Provided text: Begin
The proposed changes to abortion law will allow abortion on demand, practically up to birth, discarding the rights of the preborn and denying their humanity, said Nathaniel Centre director Dr John Kleinsman.
Justice Minister Andrew Little announced on August 5 that the abortion law will be “modernised so it [abortion] is treated as a health issue rather than a crime”.
Dr Kleinsman said: “From a human and ethical point of view, the changes being signalled constitute a significant departure from the current law, enacted in 1977.
Notwithstanding the way in which it may have been interpreted, the law, as it stands, provides for statutory
protection of unborn human life, even though it qualifies this protection by balancing it against pregnant woman’s right to seek a lawful abortion in certain medical circumstances.”
The proposed law change, he said, is “only about the ‘right’ to an abortion”, doing away with the “tension” between the woman’s needs and rights of the unborn child.
“In effect, there is no longer any requirement to consider the rights of the unborn child — it basically removes those rights, rights which arise out of a shared humanity and which are inalienable,” Dr Kleinsman said.
“If we are going to have a robust debate about our abortion laws, we should be honest about what we are doing. That includes using language that acknowledges that a human life is at stake and that abortion, whatever
you might think about it, is a procedure that ends a human life — full stop. There are always at least two human lives involved,” he said.
“At the same time, we acknowledge the human complexities associated with choosing an abortion. It is a fact that, too often, a woman has an abortion because
afraid of the poverty, shame, lack of support and isolation. While we resolutely advocate for the rights of unborn children, we must also keep to the fore the desperation that many parents find themselves in and
seek to establish remedies,” Dr Kleinsman added.
“Many Catholic organisations and others are there to support families, including mothers alone with children. We recognise the dignity of all lives involved,” he pointed out.
Under the current law, abortion is a crime unless two doctors agree that the pregnancy would put the woman in physical or mental danger (in most of the cases).
The proposed law removes this requirement for women who are pregnant for not more than 20 weeks, while women who are more than 20 weeks pregnant need to see only one doctor who will determine whether abortion is “appropriate”.
“This ‘test’ will undoubtedly make late-term abortions more accessible as it significantly lowers the bar for eligibility,” Dr Kleinsman said.
Voice for Life communications manager Bernard Moran said, “the baby now has no status whatsoever. He or she becomes ‘medical waste’ after the abortion”.
“Up until 14 weeks, abortions can be carried out by the suction method, but then the baby becomes too developed, so the dilation and evacuation method is used. This involves dismembering the baby and crushing the skull. The nurses then re-assemble the baby to ensure no tissue is left behind, that could cause dangerous infection,” Mr Moran explained.
Provided text: End
Recorded information: Begin
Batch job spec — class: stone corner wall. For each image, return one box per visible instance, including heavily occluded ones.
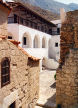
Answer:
[0,4,8,36]
[0,39,40,108]
[56,11,78,108]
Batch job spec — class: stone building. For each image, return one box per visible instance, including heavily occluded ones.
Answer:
[56,10,78,108]
[6,0,60,69]
[0,1,40,108]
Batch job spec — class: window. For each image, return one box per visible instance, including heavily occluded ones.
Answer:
[20,17,23,24]
[23,37,27,45]
[55,42,58,47]
[8,36,12,39]
[9,102,15,108]
[14,14,17,23]
[1,58,10,87]
[57,28,60,34]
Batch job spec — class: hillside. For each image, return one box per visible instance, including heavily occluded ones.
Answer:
[13,0,78,13]
[5,0,78,20]
[25,3,60,21]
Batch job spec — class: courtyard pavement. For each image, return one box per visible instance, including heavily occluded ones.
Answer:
[35,70,56,108]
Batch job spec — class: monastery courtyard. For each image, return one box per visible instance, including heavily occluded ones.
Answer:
[35,70,56,108]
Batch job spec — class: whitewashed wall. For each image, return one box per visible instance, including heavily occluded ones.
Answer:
[8,24,60,59]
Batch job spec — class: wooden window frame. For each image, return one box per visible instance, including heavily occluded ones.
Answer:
[1,57,10,88]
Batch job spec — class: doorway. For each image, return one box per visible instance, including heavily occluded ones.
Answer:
[9,102,15,108]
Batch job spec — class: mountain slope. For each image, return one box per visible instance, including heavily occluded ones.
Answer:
[9,0,78,14]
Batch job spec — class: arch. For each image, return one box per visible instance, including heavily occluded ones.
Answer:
[1,57,10,87]
[22,33,32,48]
[42,37,46,48]
[7,32,13,39]
[48,39,52,58]
[33,35,40,48]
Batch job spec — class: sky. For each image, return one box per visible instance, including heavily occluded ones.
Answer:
[55,0,78,4]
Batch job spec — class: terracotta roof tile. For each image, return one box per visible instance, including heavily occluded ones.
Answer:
[0,0,12,14]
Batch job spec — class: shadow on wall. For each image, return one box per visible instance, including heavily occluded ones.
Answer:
[42,58,59,69]
[43,93,56,108]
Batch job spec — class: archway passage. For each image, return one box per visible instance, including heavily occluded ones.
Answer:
[9,102,16,108]
[34,36,39,48]
[7,32,13,39]
[22,33,31,48]
[42,37,46,48]
[48,39,52,58]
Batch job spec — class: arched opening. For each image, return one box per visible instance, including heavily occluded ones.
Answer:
[34,36,39,48]
[48,39,52,58]
[8,36,12,39]
[1,58,10,87]
[22,33,31,48]
[42,37,46,48]
[7,32,13,39]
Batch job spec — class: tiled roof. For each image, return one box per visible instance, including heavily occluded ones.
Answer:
[0,0,11,11]
[18,46,40,61]
[9,40,40,61]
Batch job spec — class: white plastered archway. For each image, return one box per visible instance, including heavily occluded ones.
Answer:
[33,35,40,48]
[42,37,47,48]
[22,32,32,48]
[7,32,14,39]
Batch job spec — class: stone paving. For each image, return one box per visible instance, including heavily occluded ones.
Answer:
[35,70,56,108]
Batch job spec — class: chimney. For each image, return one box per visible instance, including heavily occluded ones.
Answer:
[60,8,66,23]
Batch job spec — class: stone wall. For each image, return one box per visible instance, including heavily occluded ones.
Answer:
[56,11,78,108]
[0,39,40,108]
[0,3,8,36]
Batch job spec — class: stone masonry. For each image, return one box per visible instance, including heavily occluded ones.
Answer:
[56,10,78,108]
[0,39,40,108]
[0,1,40,108]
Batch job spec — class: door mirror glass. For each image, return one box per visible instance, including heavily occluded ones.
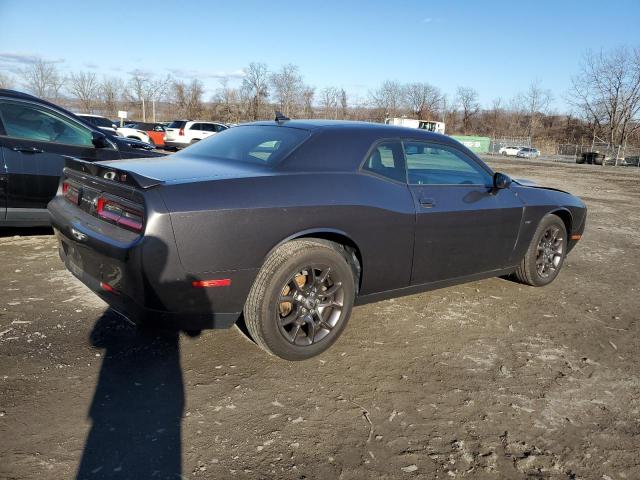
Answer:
[493,172,511,189]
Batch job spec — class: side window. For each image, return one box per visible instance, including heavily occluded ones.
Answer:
[404,141,492,185]
[0,102,93,147]
[363,140,407,183]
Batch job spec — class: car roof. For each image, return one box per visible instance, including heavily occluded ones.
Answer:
[244,119,457,145]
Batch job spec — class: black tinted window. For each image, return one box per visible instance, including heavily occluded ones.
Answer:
[404,141,492,185]
[175,125,309,165]
[200,123,216,132]
[363,140,406,182]
[0,102,93,148]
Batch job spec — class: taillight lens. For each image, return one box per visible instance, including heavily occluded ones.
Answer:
[62,181,80,205]
[96,197,144,232]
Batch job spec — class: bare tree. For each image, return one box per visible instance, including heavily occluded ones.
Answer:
[0,72,14,88]
[302,86,316,118]
[320,87,340,119]
[67,72,100,113]
[21,59,65,100]
[126,70,151,122]
[99,77,125,115]
[516,80,553,138]
[214,78,240,123]
[404,82,443,119]
[487,97,504,138]
[456,87,480,134]
[173,78,204,118]
[241,62,269,120]
[569,47,640,145]
[340,88,349,120]
[269,63,304,116]
[369,80,403,120]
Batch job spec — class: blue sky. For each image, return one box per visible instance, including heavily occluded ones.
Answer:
[0,0,640,110]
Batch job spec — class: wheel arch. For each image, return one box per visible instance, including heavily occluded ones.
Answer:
[265,228,364,296]
[549,208,573,236]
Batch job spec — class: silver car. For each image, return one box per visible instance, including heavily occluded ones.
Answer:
[516,147,540,158]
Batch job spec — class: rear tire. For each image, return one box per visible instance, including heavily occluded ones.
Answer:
[244,239,355,360]
[515,214,567,287]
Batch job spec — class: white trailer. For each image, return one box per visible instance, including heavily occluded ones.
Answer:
[384,118,444,134]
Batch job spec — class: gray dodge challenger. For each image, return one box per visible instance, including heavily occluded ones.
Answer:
[48,118,586,360]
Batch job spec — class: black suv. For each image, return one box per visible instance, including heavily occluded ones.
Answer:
[0,89,161,227]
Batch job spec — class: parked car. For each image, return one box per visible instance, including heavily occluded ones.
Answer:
[0,89,159,226]
[576,151,607,165]
[164,120,229,149]
[76,113,154,145]
[49,120,586,360]
[516,147,540,158]
[127,122,166,147]
[498,146,524,157]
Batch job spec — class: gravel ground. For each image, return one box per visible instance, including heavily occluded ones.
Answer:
[0,159,640,480]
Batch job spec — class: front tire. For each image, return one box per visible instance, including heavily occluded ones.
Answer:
[244,239,355,360]
[515,214,567,287]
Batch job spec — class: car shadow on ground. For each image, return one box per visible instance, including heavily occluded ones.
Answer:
[77,309,185,479]
[0,227,53,238]
[77,237,213,479]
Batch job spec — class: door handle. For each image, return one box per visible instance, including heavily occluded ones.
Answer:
[11,147,43,153]
[420,198,436,208]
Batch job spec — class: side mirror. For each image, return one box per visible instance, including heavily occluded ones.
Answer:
[493,172,511,190]
[91,132,110,148]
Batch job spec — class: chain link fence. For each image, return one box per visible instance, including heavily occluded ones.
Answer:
[487,137,640,167]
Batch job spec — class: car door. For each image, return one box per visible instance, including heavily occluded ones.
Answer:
[403,140,523,284]
[0,132,7,221]
[0,99,120,222]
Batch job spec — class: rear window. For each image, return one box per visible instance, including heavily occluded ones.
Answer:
[176,125,309,165]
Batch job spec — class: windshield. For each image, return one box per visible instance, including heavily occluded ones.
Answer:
[176,125,309,165]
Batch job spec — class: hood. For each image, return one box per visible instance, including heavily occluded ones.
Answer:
[513,178,538,187]
[98,154,271,183]
[513,178,571,195]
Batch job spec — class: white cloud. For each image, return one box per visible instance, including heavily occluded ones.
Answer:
[166,68,245,80]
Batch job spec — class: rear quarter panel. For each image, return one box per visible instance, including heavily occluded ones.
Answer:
[511,184,587,259]
[162,173,415,294]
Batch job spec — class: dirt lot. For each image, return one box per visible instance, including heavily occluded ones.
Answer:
[0,160,640,480]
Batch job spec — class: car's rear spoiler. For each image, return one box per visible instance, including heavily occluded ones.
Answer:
[64,156,163,190]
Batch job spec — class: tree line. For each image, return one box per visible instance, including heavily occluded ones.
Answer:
[0,47,640,145]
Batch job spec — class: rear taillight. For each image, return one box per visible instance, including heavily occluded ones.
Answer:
[62,180,80,205]
[96,197,144,232]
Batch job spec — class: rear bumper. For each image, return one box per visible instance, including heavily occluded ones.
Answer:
[49,193,245,330]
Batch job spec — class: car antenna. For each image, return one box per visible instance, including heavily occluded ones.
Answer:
[276,110,291,123]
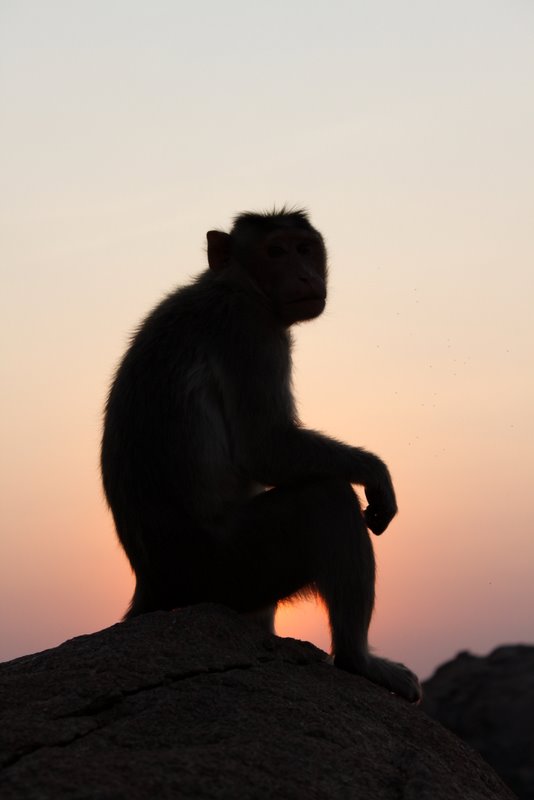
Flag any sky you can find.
[0,0,534,678]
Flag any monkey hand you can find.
[363,465,397,536]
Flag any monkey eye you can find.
[267,244,286,258]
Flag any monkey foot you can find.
[334,655,423,703]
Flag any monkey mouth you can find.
[286,296,326,322]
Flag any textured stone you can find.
[423,645,534,800]
[0,605,512,800]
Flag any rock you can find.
[423,645,534,800]
[0,605,512,800]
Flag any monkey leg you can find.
[216,479,421,702]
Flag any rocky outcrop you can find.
[423,645,534,800]
[0,606,512,800]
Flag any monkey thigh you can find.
[206,479,374,611]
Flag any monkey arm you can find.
[212,290,397,533]
[246,425,397,534]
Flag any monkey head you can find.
[207,210,327,327]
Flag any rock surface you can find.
[423,645,534,800]
[0,605,512,800]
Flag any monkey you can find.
[101,207,421,702]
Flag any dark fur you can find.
[102,209,419,700]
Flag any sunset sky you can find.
[0,0,534,678]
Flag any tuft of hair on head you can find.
[231,205,314,236]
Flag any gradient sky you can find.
[0,0,534,677]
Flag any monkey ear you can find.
[206,231,232,271]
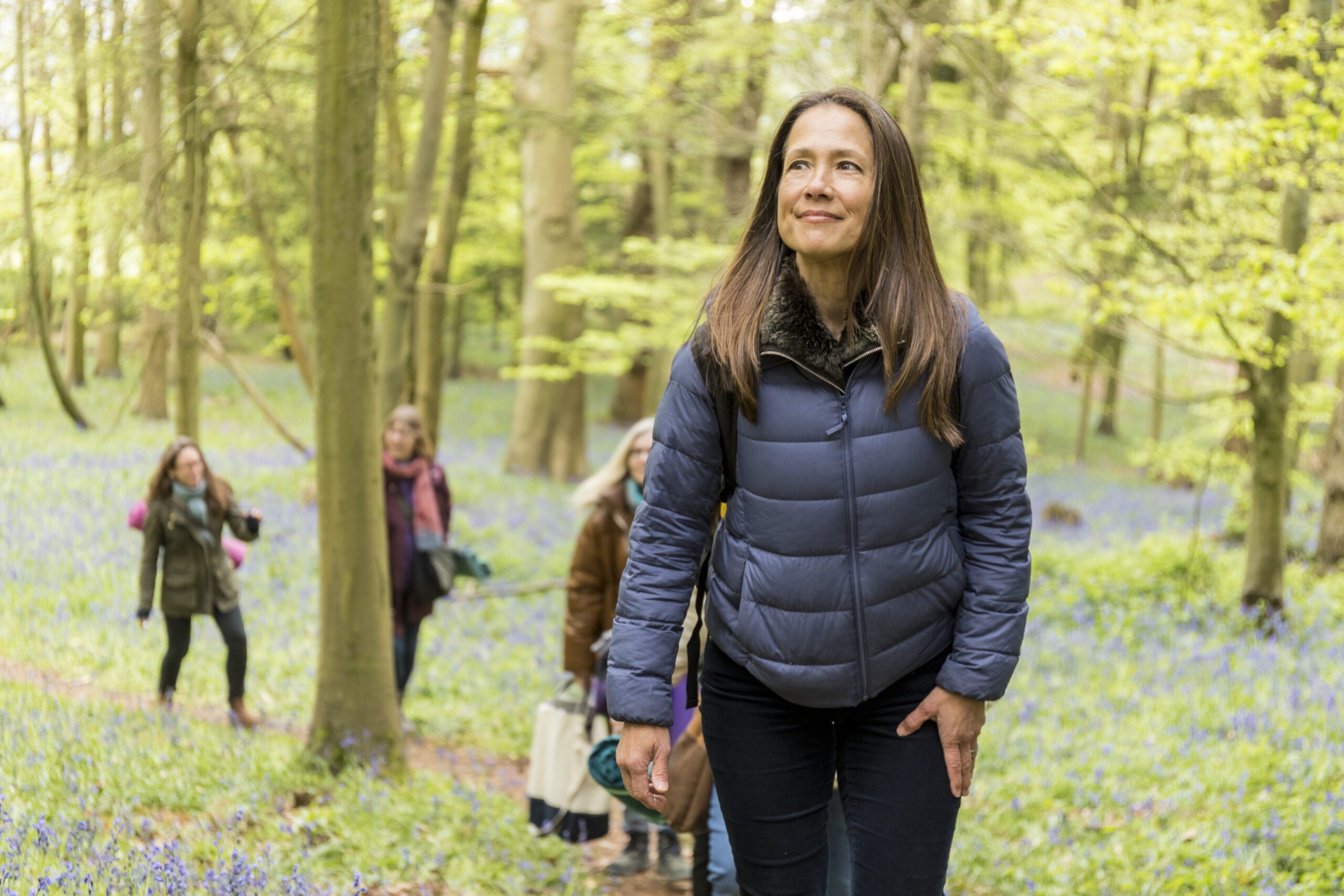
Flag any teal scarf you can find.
[625,476,644,513]
[172,480,212,540]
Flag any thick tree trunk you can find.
[228,128,313,395]
[15,3,90,430]
[136,0,170,420]
[504,0,587,480]
[93,0,127,379]
[173,0,207,440]
[1316,364,1344,567]
[65,0,89,385]
[308,0,403,768]
[900,0,948,172]
[377,0,457,414]
[415,0,487,445]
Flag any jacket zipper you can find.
[761,346,881,700]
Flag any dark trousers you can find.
[393,619,419,697]
[700,641,961,896]
[159,607,247,700]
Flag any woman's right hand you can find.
[615,723,672,811]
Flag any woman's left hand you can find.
[897,688,985,797]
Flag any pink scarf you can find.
[383,451,444,547]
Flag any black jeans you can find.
[159,607,247,700]
[700,641,961,896]
[393,619,419,699]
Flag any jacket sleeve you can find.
[564,509,607,676]
[136,507,164,617]
[606,345,723,727]
[938,322,1031,700]
[434,466,453,541]
[225,501,261,541]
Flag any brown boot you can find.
[228,697,261,730]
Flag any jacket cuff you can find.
[937,651,1017,700]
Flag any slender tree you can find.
[415,0,488,445]
[136,0,172,420]
[504,0,587,480]
[15,3,89,430]
[308,0,402,768]
[65,0,89,385]
[377,0,457,413]
[93,0,127,377]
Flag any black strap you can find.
[686,329,738,709]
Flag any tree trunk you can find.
[65,0,89,385]
[377,0,457,414]
[719,0,775,222]
[900,0,948,173]
[415,0,487,445]
[15,3,90,430]
[1097,314,1125,437]
[173,0,206,440]
[93,0,127,379]
[1148,321,1167,442]
[308,0,405,769]
[1316,364,1344,568]
[504,0,587,480]
[227,128,313,395]
[136,0,170,420]
[1242,0,1332,620]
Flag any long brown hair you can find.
[145,435,234,516]
[704,87,967,447]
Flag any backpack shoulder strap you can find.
[691,325,738,504]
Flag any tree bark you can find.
[377,0,406,245]
[308,0,405,768]
[173,0,207,440]
[900,0,948,173]
[415,0,488,445]
[504,0,587,480]
[1242,0,1332,613]
[15,3,90,430]
[65,0,89,385]
[1316,364,1344,568]
[227,127,313,395]
[93,0,127,379]
[136,0,170,420]
[377,0,457,414]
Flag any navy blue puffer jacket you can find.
[607,258,1031,725]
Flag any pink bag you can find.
[127,500,247,570]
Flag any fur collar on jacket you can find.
[761,251,880,383]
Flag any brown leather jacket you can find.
[564,480,634,678]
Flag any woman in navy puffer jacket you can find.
[607,89,1031,896]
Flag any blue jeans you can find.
[393,619,419,697]
[710,790,850,896]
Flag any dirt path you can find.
[0,658,691,896]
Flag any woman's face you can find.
[625,431,653,489]
[383,420,415,461]
[168,446,206,489]
[777,103,874,263]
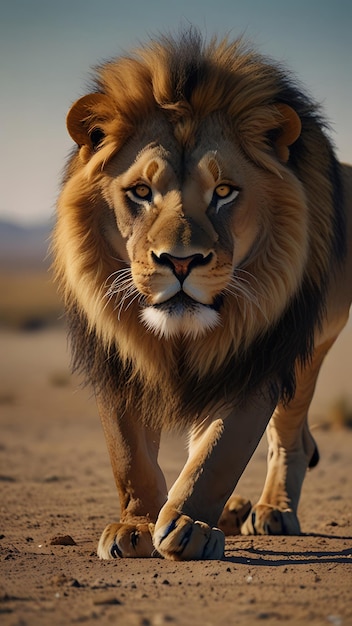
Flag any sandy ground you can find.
[0,329,352,626]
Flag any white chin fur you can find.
[141,304,220,339]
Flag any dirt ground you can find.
[0,329,352,626]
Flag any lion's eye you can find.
[127,183,153,202]
[215,185,233,198]
[213,183,240,211]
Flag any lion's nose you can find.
[153,252,213,284]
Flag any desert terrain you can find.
[0,243,352,626]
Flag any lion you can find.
[53,29,352,560]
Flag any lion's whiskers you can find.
[103,267,142,319]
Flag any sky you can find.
[0,0,352,225]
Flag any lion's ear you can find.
[274,103,302,162]
[66,93,111,150]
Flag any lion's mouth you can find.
[141,292,222,338]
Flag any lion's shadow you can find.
[224,534,352,567]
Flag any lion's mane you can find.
[53,31,345,426]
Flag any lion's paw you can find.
[97,523,155,559]
[153,511,225,561]
[218,496,252,536]
[241,504,301,535]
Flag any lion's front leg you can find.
[153,394,274,560]
[98,403,167,559]
[241,339,334,535]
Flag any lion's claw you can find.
[97,523,155,559]
[153,513,225,561]
[241,504,301,535]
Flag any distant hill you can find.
[0,220,52,270]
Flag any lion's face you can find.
[104,120,260,337]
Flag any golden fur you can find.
[53,32,346,560]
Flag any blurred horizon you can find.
[0,0,352,225]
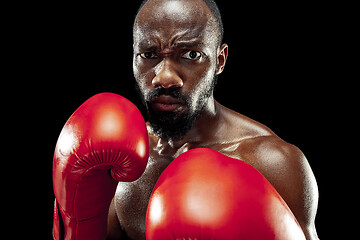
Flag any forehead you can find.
[133,0,216,45]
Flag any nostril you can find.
[152,68,184,88]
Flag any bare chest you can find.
[115,157,171,239]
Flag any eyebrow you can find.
[138,38,205,51]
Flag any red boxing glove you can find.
[145,148,305,240]
[53,93,149,240]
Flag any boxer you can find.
[108,0,318,239]
[54,0,318,240]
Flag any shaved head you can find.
[134,0,224,45]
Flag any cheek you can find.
[133,57,154,96]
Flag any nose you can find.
[152,59,184,88]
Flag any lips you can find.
[150,95,185,112]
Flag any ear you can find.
[216,43,229,75]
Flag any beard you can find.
[136,74,217,141]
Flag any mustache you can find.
[146,87,188,103]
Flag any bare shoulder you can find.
[235,134,318,239]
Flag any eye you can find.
[140,52,157,59]
[181,50,201,60]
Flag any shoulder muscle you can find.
[239,136,318,239]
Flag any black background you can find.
[10,1,348,239]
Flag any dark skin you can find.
[108,0,318,239]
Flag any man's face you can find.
[133,0,219,138]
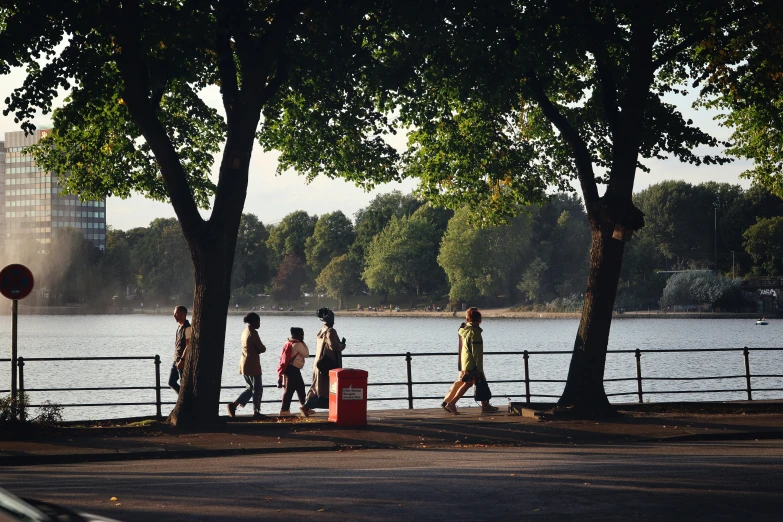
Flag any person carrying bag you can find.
[441,307,498,415]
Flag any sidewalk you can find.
[0,401,783,465]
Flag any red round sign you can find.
[0,265,34,299]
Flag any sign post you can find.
[0,265,35,417]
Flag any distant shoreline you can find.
[0,301,774,319]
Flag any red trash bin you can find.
[329,368,367,426]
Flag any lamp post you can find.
[731,250,736,280]
[712,203,718,275]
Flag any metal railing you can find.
[6,347,783,418]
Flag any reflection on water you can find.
[0,315,783,419]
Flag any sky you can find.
[0,64,750,230]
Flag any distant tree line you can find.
[10,181,783,310]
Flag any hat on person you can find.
[316,307,334,324]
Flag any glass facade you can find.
[0,130,106,250]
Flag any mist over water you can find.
[0,314,783,420]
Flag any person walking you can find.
[169,305,192,395]
[302,308,345,416]
[226,312,266,419]
[441,306,498,415]
[277,327,310,417]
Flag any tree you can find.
[697,7,783,197]
[742,216,783,276]
[131,218,194,304]
[0,0,399,426]
[362,215,443,308]
[351,190,424,265]
[661,270,742,308]
[231,214,271,290]
[272,254,307,303]
[266,210,318,267]
[316,254,360,308]
[368,0,781,415]
[438,207,531,302]
[305,210,354,278]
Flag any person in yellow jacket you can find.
Recorded information: End
What you will do: Reproduce word for word the part of the article on the proposed abortion law changes, starting with "Justice Minister Andrew" and going on through "the unborn child.".

Solution to this task:
Justice Minister Andrew Little announced on August 5 that the abortion law will be “modernised so it [abortion] is treated as a health issue rather than a crime”.
Dr Kleinsman said: “From a human and ethical point of view, the changes being signalled constitute a significant departure from the current law, enacted in 1977.
Notwithstanding the way in which it may have been interpreted, the law, as it stands, provides for statutory
protection of unborn human life, even though it qualifies this protection by balancing it against pregnant woman’s right to seek a lawful abortion in certain medical circumstances.”
The proposed law change, he said, is “only about the ‘right’ to an abortion”, doing away with the “tension” between the woman’s needs and rights of the unborn child.